[Travail demandé]
1. Pouvez-vous recopier fidèlement le passage de l'extrait sur le sport comme filière économique, en commençant à « Depuis plusieurs années, le » et en terminant à « traces de l’industrie*. » ?
2. Pouvez-vous poursuivre le texte sur le sport comme filière économique en France là où il s'interrompt ?

[Extrait du document]
▬▬▬▬▬▬▬▬▬▬
Depuis plusieurs années, le sport, avec tout de qui l’entoure (santé, sécurité…), constitue un business très lucratif. Sa pratique se développe sur tous les continents et les rendez-vous à l’échelle planétaire se multiplient. La France veut y prendre sa part, poussant ses acteurs à s’organiser en filière, marchant ainsi dans les traces de l’industrie*.
Lors des 6e Rencontres internationales des grands évènements sportifs (Riges), le 27 novembre à Paris, la ministre des Sports, Roxana Maracineanu, était venue annoncer la volonté de l’État de rapprocher les filières entre elles et de « travailler en équipe avec le secteur privé ».
Devant les professionnels rassemblés par Business France, l’ancienne championne du monde de natation (200 mètres dos) a indiqué la nécessité d’une « réflexion structurée » pour « mieux identifier les marchés » et annoncé la création en 2019 d’une « entité juridique pour travailler sur les marchés national et international » et de deux nouveaux Clubs sports à l’étranger, « en Amérique et en Afrique ».
▬▬▬▬▬▬▬▬▬▬
[Données sources]
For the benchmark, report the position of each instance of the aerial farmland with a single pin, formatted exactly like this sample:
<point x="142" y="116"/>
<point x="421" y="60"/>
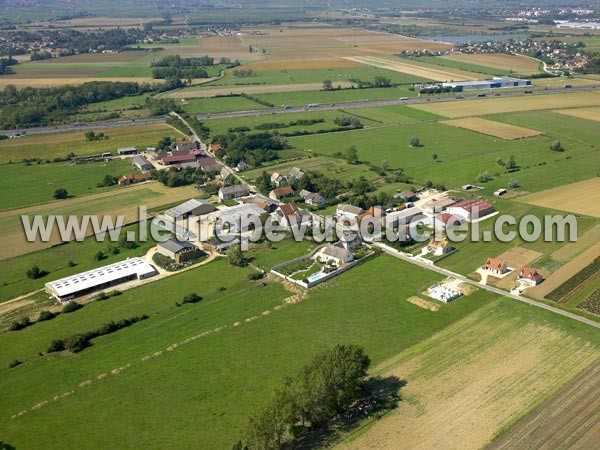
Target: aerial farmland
<point x="271" y="227"/>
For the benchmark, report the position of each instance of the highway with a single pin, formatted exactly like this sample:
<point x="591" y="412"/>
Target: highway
<point x="295" y="109"/>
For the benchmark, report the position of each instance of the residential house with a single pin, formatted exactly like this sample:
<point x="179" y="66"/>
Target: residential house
<point x="277" y="179"/>
<point x="439" y="247"/>
<point x="289" y="214"/>
<point x="282" y="192"/>
<point x="241" y="166"/>
<point x="185" y="146"/>
<point x="141" y="162"/>
<point x="437" y="206"/>
<point x="265" y="203"/>
<point x="348" y="211"/>
<point x="406" y="196"/>
<point x="296" y="174"/>
<point x="179" y="251"/>
<point x="311" y="198"/>
<point x="127" y="151"/>
<point x="472" y="209"/>
<point x="224" y="173"/>
<point x="334" y="254"/>
<point x="209" y="164"/>
<point x="530" y="276"/>
<point x="178" y="159"/>
<point x="447" y="220"/>
<point x="495" y="266"/>
<point x="230" y="192"/>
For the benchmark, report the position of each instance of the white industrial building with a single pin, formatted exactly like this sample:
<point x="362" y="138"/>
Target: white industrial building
<point x="495" y="83"/>
<point x="98" y="279"/>
<point x="193" y="207"/>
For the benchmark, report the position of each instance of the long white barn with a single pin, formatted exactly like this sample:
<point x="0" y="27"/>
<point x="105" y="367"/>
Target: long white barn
<point x="68" y="288"/>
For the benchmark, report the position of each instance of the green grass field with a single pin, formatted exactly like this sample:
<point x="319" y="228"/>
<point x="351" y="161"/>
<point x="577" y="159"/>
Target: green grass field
<point x="221" y="126"/>
<point x="473" y="254"/>
<point x="213" y="380"/>
<point x="61" y="144"/>
<point x="463" y="154"/>
<point x="37" y="182"/>
<point x="300" y="76"/>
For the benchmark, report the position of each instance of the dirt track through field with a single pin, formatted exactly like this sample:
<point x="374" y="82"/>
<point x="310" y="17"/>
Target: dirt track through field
<point x="570" y="419"/>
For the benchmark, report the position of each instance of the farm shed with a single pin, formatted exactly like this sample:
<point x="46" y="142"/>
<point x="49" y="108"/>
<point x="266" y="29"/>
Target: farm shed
<point x="68" y="288"/>
<point x="193" y="207"/>
<point x="178" y="251"/>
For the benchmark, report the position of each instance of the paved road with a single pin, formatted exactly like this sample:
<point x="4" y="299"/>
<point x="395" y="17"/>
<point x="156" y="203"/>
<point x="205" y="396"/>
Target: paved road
<point x="295" y="109"/>
<point x="448" y="273"/>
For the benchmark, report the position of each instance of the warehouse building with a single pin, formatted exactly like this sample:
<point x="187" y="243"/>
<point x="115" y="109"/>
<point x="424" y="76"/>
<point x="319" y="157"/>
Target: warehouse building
<point x="68" y="288"/>
<point x="179" y="251"/>
<point x="495" y="83"/>
<point x="193" y="207"/>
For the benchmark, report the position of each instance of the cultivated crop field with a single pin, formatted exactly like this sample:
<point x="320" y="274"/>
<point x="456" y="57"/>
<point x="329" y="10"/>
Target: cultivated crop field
<point x="491" y="128"/>
<point x="569" y="418"/>
<point x="59" y="145"/>
<point x="582" y="113"/>
<point x="199" y="356"/>
<point x="582" y="198"/>
<point x="486" y="106"/>
<point x="460" y="393"/>
<point x="512" y="63"/>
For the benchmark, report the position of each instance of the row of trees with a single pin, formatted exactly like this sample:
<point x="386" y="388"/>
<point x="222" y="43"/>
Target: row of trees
<point x="323" y="389"/>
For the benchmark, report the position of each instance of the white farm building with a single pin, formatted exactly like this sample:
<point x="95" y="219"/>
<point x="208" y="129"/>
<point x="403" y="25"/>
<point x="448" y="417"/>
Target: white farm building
<point x="101" y="278"/>
<point x="495" y="83"/>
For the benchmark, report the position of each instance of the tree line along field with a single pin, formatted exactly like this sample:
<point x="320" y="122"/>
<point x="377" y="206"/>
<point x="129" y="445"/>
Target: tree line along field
<point x="222" y="369"/>
<point x="218" y="372"/>
<point x="59" y="145"/>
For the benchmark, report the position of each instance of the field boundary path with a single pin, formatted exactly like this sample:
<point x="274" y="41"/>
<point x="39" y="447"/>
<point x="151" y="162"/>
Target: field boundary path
<point x="393" y="252"/>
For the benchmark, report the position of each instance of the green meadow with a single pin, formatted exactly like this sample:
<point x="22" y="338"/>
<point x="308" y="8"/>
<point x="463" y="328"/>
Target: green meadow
<point x="463" y="154"/>
<point x="37" y="182"/>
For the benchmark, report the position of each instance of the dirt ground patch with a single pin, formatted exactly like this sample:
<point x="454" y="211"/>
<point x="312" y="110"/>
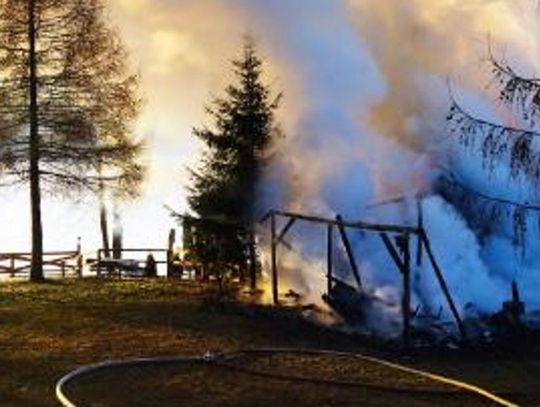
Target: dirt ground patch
<point x="49" y="329"/>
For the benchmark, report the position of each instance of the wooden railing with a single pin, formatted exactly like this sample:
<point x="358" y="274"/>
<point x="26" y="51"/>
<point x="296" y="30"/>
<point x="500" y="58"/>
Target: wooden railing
<point x="108" y="266"/>
<point x="61" y="262"/>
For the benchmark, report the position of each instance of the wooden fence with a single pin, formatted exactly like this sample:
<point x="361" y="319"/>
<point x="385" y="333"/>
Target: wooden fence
<point x="108" y="266"/>
<point x="61" y="262"/>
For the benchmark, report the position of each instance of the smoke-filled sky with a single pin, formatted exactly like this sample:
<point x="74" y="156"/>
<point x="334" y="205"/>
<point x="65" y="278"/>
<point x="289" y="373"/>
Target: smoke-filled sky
<point x="365" y="87"/>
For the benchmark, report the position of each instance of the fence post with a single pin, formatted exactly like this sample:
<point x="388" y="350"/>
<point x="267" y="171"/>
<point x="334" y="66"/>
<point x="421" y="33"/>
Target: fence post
<point x="99" y="263"/>
<point x="79" y="258"/>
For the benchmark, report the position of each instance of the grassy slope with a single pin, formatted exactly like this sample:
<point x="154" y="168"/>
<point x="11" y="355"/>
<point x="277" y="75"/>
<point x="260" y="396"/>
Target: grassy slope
<point x="49" y="329"/>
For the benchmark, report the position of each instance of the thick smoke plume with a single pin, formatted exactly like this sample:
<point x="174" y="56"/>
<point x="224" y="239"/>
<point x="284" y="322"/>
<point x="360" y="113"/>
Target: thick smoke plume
<point x="374" y="86"/>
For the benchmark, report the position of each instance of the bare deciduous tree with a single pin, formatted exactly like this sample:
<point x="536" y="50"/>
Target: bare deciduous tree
<point x="67" y="101"/>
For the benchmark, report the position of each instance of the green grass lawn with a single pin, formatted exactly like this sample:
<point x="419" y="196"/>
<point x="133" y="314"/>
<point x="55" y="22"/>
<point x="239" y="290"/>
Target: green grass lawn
<point x="49" y="329"/>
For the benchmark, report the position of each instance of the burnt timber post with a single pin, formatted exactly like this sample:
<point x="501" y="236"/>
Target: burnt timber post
<point x="274" y="260"/>
<point x="348" y="250"/>
<point x="252" y="261"/>
<point x="406" y="300"/>
<point x="329" y="247"/>
<point x="442" y="283"/>
<point x="420" y="225"/>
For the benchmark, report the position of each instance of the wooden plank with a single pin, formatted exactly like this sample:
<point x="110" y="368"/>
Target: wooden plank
<point x="442" y="283"/>
<point x="348" y="250"/>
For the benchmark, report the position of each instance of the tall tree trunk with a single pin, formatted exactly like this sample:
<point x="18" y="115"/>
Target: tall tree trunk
<point x="117" y="234"/>
<point x="36" y="270"/>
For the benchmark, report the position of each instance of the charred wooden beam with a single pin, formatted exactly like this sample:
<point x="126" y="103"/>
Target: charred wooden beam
<point x="406" y="300"/>
<point x="329" y="255"/>
<point x="348" y="250"/>
<point x="442" y="283"/>
<point x="420" y="225"/>
<point x="393" y="252"/>
<point x="374" y="227"/>
<point x="274" y="260"/>
<point x="252" y="262"/>
<point x="284" y="231"/>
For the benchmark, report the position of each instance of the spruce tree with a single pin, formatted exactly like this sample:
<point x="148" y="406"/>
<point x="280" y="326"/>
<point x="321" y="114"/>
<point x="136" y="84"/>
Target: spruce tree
<point x="224" y="186"/>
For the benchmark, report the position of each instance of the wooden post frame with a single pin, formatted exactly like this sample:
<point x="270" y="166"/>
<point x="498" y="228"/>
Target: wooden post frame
<point x="400" y="255"/>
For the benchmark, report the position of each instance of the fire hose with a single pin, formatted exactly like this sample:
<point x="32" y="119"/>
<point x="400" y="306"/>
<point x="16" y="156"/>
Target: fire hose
<point x="220" y="360"/>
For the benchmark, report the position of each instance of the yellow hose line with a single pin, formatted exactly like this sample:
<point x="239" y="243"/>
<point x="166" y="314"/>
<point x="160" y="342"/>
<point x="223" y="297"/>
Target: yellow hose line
<point x="209" y="357"/>
<point x="446" y="380"/>
<point x="435" y="377"/>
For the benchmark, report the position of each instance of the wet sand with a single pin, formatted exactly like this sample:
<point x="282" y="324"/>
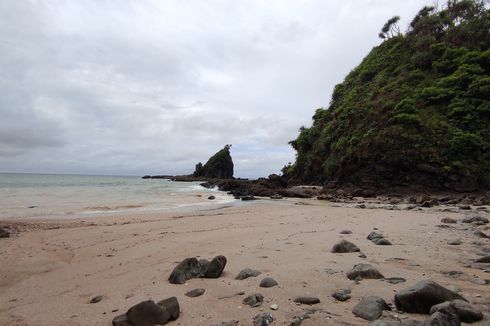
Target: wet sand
<point x="51" y="269"/>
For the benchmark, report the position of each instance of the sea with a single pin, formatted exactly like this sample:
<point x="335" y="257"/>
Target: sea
<point x="70" y="196"/>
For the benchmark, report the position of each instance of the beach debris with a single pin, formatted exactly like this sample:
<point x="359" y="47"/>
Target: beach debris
<point x="342" y="295"/>
<point x="370" y="308"/>
<point x="195" y="293"/>
<point x="263" y="319"/>
<point x="254" y="300"/>
<point x="96" y="299"/>
<point x="307" y="300"/>
<point x="150" y="313"/>
<point x="364" y="271"/>
<point x="378" y="239"/>
<point x="268" y="282"/>
<point x="194" y="268"/>
<point x="246" y="273"/>
<point x="465" y="311"/>
<point x="420" y="297"/>
<point x="345" y="246"/>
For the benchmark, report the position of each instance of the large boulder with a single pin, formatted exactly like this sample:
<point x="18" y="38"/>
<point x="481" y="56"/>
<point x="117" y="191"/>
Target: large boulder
<point x="422" y="296"/>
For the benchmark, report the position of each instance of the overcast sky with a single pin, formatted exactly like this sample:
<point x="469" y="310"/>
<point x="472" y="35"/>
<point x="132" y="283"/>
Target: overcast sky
<point x="152" y="87"/>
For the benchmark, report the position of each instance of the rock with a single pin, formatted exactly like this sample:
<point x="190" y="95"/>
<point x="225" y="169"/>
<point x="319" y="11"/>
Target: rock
<point x="215" y="267"/>
<point x="195" y="293"/>
<point x="246" y="273"/>
<point x="448" y="220"/>
<point x="366" y="271"/>
<point x="193" y="268"/>
<point x="307" y="300"/>
<point x="395" y="280"/>
<point x="254" y="300"/>
<point x="342" y="295"/>
<point x="370" y="308"/>
<point x="378" y="239"/>
<point x="263" y="319"/>
<point x="442" y="319"/>
<point x="345" y="246"/>
<point x="455" y="242"/>
<point x="466" y="312"/>
<point x="420" y="297"/>
<point x="147" y="313"/>
<point x="473" y="219"/>
<point x="268" y="282"/>
<point x="96" y="299"/>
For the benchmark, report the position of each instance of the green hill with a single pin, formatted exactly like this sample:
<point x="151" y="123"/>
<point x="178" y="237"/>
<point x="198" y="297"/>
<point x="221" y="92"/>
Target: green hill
<point x="416" y="111"/>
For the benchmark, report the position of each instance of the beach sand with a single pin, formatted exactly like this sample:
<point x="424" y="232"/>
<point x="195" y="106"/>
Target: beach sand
<point x="51" y="269"/>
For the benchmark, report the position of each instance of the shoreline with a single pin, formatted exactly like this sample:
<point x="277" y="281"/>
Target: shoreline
<point x="50" y="273"/>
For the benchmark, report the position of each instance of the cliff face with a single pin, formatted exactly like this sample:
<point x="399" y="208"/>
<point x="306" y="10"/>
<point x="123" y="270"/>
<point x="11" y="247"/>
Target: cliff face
<point x="416" y="111"/>
<point x="219" y="166"/>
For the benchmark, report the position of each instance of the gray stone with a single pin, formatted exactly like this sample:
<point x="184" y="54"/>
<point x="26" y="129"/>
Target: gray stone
<point x="370" y="308"/>
<point x="345" y="246"/>
<point x="362" y="271"/>
<point x="268" y="282"/>
<point x="246" y="273"/>
<point x="420" y="297"/>
<point x="466" y="312"/>
<point x="254" y="300"/>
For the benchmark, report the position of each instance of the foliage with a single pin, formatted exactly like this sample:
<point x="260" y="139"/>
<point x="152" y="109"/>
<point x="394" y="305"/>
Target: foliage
<point x="417" y="105"/>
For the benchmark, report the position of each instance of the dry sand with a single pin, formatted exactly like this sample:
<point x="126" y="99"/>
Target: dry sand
<point x="51" y="270"/>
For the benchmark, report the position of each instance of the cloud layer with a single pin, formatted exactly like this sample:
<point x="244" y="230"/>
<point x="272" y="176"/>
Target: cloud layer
<point x="147" y="87"/>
▬▬▬▬▬▬▬▬▬▬
[Réponses attendues]
1.
Depuis plusieurs années, le sport, avec tout de qui l’entoure (santé, sécurité…), constitue un business très lucratif. Sa pratique se développe sur tous les continents et les rendez-vous à l’échelle planétaire se multiplient. La France veut y prendre sa part, poussant ses acteurs à s’organiser en filière, marchant ainsi dans les traces de l’industrie*.

2.
Ces structures, dont il n’existe à ce jour qu’un exemple, le Club sport Chine lancé en 2017, doivent rassembler les acteurs, coordonner la présentation de l’offre tricolore, mutualiser également la veille de marché et promouvoir cette offre, avec le soutien de Business France. Cette dernière a d’ailleurs saisi l’occasion de ces Rencontres pour lancer la troisième édition du catalogue Team France Sport, présentant l’offre de 80 entreprises et leurs références à l’international.
L’exemple du contrat décroché pour le stade de Yamoussoukro
L’Hexagone, qui va accueillir la Coupe du monde de football féminin en 2019, la Coupe du monde de rugby en 2023 et les Jeux olympiques en 2024, sera ainsi plus forte pour accrocher des marchés dans des pays où la pratique du sport se développe et de grands évènements sont organisés, en Afrique notamment (Algérie, Côte d’Ivoire, Égypte, Maroc, Sénégal…), mais aussi en Asie (Chine, Inde, Japon..) et au Proche et Moyen-Orient (Arabie saoudite, Qatar…).
Roxana Maracineanu s’est ainsi félicité du succès du groupement français, composé par Sogea-Satom avec Scau Architectes, Egis, Baudin- Châteauneuf et Alcor, pour la conception-construction du stade de Yamoussoukro, capitale politique et administrative de la Côte d’Ivoire, dans la perspective de la Coupe d’Afrique des nations (Can) de 2021. Un contrat remporté suite à une mission de la Task Force Ville Durable (TFVD) de Medef International, en juillet 2017 lors des jeux de la Francophonie.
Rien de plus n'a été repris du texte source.